◆ **DATASET EXTRACT**:
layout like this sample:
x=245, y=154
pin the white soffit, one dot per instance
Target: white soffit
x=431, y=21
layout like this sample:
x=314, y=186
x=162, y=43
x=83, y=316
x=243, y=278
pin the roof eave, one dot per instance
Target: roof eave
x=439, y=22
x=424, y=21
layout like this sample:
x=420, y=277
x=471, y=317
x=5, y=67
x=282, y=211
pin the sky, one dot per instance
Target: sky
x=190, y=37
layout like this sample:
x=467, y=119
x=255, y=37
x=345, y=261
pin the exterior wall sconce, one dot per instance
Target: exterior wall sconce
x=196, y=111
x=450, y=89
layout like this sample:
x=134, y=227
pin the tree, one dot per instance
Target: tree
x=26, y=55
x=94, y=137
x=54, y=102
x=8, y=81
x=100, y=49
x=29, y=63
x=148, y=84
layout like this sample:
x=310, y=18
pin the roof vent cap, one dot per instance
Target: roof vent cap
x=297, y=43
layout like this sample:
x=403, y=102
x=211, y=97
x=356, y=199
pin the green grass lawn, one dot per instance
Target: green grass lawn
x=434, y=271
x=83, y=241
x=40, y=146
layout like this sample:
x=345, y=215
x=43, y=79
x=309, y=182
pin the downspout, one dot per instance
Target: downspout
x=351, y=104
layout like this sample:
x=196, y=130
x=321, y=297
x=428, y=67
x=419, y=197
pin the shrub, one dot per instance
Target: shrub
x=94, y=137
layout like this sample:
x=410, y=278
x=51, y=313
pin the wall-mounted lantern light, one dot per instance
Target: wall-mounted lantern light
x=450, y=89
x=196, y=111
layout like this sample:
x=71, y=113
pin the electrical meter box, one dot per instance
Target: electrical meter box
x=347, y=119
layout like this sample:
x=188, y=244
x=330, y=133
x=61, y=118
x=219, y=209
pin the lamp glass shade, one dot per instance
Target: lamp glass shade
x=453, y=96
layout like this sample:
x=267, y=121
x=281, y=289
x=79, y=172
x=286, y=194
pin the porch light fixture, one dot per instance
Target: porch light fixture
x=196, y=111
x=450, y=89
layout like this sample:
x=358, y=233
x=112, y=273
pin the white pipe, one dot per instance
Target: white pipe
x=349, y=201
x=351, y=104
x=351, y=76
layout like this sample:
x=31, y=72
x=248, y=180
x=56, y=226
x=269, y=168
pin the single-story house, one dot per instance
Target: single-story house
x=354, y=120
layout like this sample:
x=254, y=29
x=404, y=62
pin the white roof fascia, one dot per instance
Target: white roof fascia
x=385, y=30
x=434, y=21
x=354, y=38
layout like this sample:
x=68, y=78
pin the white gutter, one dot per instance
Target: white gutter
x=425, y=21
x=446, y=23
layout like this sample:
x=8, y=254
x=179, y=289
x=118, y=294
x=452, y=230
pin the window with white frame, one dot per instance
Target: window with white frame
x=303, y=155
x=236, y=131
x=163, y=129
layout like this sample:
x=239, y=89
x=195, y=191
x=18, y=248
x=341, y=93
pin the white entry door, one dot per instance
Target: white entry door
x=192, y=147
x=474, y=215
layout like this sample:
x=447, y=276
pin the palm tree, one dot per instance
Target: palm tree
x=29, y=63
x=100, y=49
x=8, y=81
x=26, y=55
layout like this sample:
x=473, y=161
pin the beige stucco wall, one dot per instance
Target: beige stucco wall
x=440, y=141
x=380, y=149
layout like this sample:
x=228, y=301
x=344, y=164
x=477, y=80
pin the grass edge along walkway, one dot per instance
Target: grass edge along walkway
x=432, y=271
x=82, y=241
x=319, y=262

◆ **WORK REQUIRED**: Repeat the whole listing exactly, keeping every line intact.

◆ **RESULT BELOW**:
layout like this sample:
x=245, y=154
pin the white soffit, one dot per instance
Target: white soffit
x=431, y=21
layout like this sample:
x=314, y=186
x=162, y=43
x=83, y=316
x=243, y=278
pin the roof eave, one dot per instance
Target: roof eave
x=439, y=22
x=424, y=21
layout like this sample:
x=420, y=277
x=471, y=317
x=5, y=67
x=282, y=211
pin the sky, one dot per instance
Target: sky
x=190, y=37
layout like this sample:
x=467, y=119
x=255, y=37
x=345, y=261
pin the exterior wall sconce, one dot per instance
Target: exterior wall sconce
x=196, y=111
x=450, y=89
layout like this sample:
x=134, y=227
pin the tree, one dot per instance
Target: tree
x=26, y=55
x=94, y=137
x=54, y=102
x=8, y=81
x=100, y=49
x=29, y=63
x=148, y=84
layout like this sample:
x=310, y=18
pin the roof vent cap, one dot per instance
Target: roof vent cap
x=297, y=43
layout like this sample:
x=403, y=102
x=211, y=97
x=356, y=199
pin the green grass lawn, one dot per instance
Target: green grass lawn
x=434, y=271
x=83, y=241
x=40, y=146
layout like this sample:
x=345, y=215
x=43, y=79
x=309, y=182
pin the downspout, one dot per instance
Target: downspout
x=351, y=104
layout like this sample:
x=196, y=130
x=321, y=297
x=428, y=67
x=419, y=197
pin the shrub, one dot per instance
Target: shrub
x=94, y=137
layout like this sample:
x=410, y=278
x=51, y=313
pin the wall-mounted lantern light, one dot per instance
Target: wall-mounted lantern light
x=450, y=89
x=196, y=111
layout like this sample:
x=71, y=113
pin the electrical meter box, one dot per instance
Target: electrical meter box
x=347, y=119
layout like this sample:
x=188, y=244
x=330, y=133
x=61, y=118
x=219, y=209
pin the lamp glass shade, one dot per instance
Target: lamp glass shade
x=453, y=96
layout like this sample:
x=267, y=121
x=281, y=289
x=79, y=172
x=286, y=194
pin the porch light fixture, one dot per instance
Target: porch light fixture
x=196, y=111
x=450, y=89
layout like this sample:
x=358, y=233
x=112, y=273
pin the white pipe, one dot per instance
Target: white pipe
x=349, y=201
x=351, y=104
x=351, y=76
layout like this sample:
x=31, y=72
x=248, y=180
x=56, y=226
x=269, y=168
pin the single-story house, one dot per instance
Target: single-story house
x=354, y=120
layout like this sample:
x=254, y=29
x=404, y=62
pin the white roof fascia, one dot per instance
Target: white roof fascia
x=385, y=30
x=434, y=21
x=354, y=38
layout like this sample:
x=68, y=78
pin the white gutter, one dot per instance
Target: white gutter
x=425, y=21
x=446, y=23
layout like this sample:
x=8, y=254
x=179, y=289
x=118, y=294
x=452, y=230
pin the window with white frame, one dot per instance
Target: window with white frame
x=303, y=155
x=236, y=131
x=163, y=129
layout like this sample:
x=239, y=89
x=195, y=191
x=18, y=248
x=341, y=93
pin the white entry door, one dot per instance
Target: white entry door
x=192, y=147
x=474, y=215
layout like this sample:
x=447, y=276
pin the palm tree, one dot per instance
Target: palm tree
x=29, y=63
x=100, y=49
x=8, y=81
x=26, y=55
layout like this sample:
x=473, y=161
pin the beige stucco wall, one dot per instance
Target: beige stucco wall
x=440, y=141
x=380, y=149
layout like this sample:
x=228, y=301
x=344, y=164
x=477, y=80
pin the grass edge along walkway, one dot per instance
Target: grass edge along walkway
x=432, y=271
x=82, y=241
x=319, y=262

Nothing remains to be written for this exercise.